» **WHAT YOU WILL DO**
Can you write out every line of the entries below again, requests included, with each pixel coordinate in the answers offset by adding 19?

» **INFORMATION SUPPLIED**
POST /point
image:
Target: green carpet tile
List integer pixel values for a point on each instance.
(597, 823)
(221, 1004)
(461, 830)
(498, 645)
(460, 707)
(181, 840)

» **WORKED SOLUTION**
POST /point
image:
Target: green carpet tile
List integer pixel values for a point on each instance.
(616, 842)
(240, 1023)
(480, 849)
(517, 664)
(479, 726)
(200, 859)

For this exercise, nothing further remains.